Unholy Grail by Stuart Allen [Comp97]

IFDB page: The Unholy Grail
Final placement: 15th place (of 34) in the 1997 Interactive Fiction Competition

Playing Unholy Grail puts me in mind of the old saw about the glass being half-full or half-empty. For each positive I can think of, a counterbalancing negative also comes to mind. While the prose creates sharp, clear, atmospheric images, it is also burdened with numerous grammar and spelling errors. While the game had an inventive plot, this same plot was punctuated with moments of tediousness, implausibility, and pure frustration. And while Grail is orders of magnitude better than Allen’s 1996 entry The Curse of Eldor, it still fails to realize both its own potential and that of its author.

Allen has accomplished a noteworthy programming achievement: he has written his own IF engine, one which mimics much of the important functionality of the current front-runners Inform and TADS. Unfortunately, it still doesn’t perform at the levels of either of these popular “standard” IF engines, and suffers greatly by comparison. Again, it’s a yin and yang situation: a quality engine is written from scratch, but it’s still a poor competitor to the dominant systems, marred by problems ranging from the complex (tortured disambiguation) to the amazingly simple (an inexplicably arbitrary pathname in the CONFIG file.)

Still, Unholy Grail is the first competition game I’ve played, and it’s not an altogether inauspicious start. For one thing, it represents remarkable progress on the part of the author. [No, the comparison to non-competition games is not affecting my overall rating — I simply mention it in this review for the sake of completeness.] Unholy Grail is not the fulfillment of Stuart Allen’s promise, but it marks him as one to watch. With the improvements he’s already made to his JACL engine it seems entirely plausible that it could one day match the quality of the current state of the art. Also, this game is one of the few conceptually complete pieces of IF I’ve seen in the “thriller” genre, a field which is in many ways well-suited to IF, but whose only significant representative has been Border Zone, a quality game but one whose gimmick of real-time has often overshadowed discussion of its generic groundbreaking. Unholy Grail was uneven; some things were really very good, other things really not very good at all. I hope it’s a marker of better things to come.

• _Entries supplied_
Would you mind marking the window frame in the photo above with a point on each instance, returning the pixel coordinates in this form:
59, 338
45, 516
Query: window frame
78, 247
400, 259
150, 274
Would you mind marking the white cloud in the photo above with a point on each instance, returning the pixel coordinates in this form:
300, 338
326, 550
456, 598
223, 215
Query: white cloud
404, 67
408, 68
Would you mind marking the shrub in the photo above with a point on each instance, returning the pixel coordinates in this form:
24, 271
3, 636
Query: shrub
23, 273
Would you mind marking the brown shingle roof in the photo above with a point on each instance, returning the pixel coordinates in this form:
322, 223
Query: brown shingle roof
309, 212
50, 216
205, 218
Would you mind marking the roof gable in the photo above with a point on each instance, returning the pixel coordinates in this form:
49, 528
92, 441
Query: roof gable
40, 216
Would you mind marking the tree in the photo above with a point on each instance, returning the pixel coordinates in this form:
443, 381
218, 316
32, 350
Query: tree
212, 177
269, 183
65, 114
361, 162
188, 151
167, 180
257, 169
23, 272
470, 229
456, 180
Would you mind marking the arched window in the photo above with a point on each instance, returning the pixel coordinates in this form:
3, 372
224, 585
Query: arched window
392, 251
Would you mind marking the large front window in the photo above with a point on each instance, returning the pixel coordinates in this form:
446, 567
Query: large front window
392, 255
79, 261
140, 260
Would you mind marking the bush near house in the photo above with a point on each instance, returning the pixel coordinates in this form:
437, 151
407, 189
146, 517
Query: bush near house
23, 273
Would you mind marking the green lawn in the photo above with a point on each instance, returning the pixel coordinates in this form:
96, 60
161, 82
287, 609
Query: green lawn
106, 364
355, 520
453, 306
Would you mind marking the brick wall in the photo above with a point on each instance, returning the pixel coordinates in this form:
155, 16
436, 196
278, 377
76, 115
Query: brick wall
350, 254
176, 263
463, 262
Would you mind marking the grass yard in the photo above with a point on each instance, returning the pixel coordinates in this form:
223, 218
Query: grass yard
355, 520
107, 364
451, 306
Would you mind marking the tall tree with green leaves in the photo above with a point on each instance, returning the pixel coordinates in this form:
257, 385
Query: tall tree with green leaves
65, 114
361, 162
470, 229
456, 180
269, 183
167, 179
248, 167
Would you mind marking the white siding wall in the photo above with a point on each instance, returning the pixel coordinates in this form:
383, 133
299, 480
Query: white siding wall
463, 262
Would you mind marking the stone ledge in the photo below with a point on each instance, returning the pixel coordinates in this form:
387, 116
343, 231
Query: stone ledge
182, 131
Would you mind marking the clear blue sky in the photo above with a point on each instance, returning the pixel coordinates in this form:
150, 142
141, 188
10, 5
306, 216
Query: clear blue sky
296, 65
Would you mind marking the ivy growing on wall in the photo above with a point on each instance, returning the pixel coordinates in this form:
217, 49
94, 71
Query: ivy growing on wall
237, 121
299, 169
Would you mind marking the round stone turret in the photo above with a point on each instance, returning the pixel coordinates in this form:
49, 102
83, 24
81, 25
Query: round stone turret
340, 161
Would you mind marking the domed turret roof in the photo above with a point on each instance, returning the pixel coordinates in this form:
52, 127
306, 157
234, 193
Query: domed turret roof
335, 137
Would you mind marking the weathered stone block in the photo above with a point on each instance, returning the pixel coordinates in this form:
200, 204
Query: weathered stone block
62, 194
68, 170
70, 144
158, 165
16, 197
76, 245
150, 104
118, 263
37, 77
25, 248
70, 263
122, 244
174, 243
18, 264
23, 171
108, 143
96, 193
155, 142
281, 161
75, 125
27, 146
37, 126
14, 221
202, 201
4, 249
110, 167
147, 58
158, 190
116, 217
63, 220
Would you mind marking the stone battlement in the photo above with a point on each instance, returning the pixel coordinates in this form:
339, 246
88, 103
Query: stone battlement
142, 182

• _Directives_
[1] Copy out the stretch of rows from the line containing "Would you mind marking the stone battlement" through the last line of the rows, keeping every line unchanged.
[2] Write what comes next in the review of Unholy Grail, picking up after its final sentence.

• _Answers to the exercises_
[1]
Would you mind marking the stone battlement in the photo above with a point on each instance, returning the pixel coordinates in this form:
339, 246
88, 103
Query: stone battlement
142, 182

[2]
Prose: I found the prose in Unholy Grail fairly difficult to read. Sentences seemed to string endlessly, clause following clause until I thought perhaps the author had asked Henry James to ghost-write. However, I also think that the lack of a status line and room name threw me out of my ingrained IF reading habits, the disorientation of which probably contributed to my difficulty in following the author’s long narrative strands. Or it could just be my own denseness — that’s always a possibility. Despite the game’s verbosity, though, strong images floated up to me out of the sea of words. I have a very distinct picture in my mind of the swivel chair and radar screen in the control room, of the battered hut whose floorboards parted to show the ground below, and of the elegant, elaborate hotel. The author clearly had done his homework, and was able to create a very convincing picture of the character’s environment. I just had to read some of the sentences a few times before I felt sure I knew what they were saying.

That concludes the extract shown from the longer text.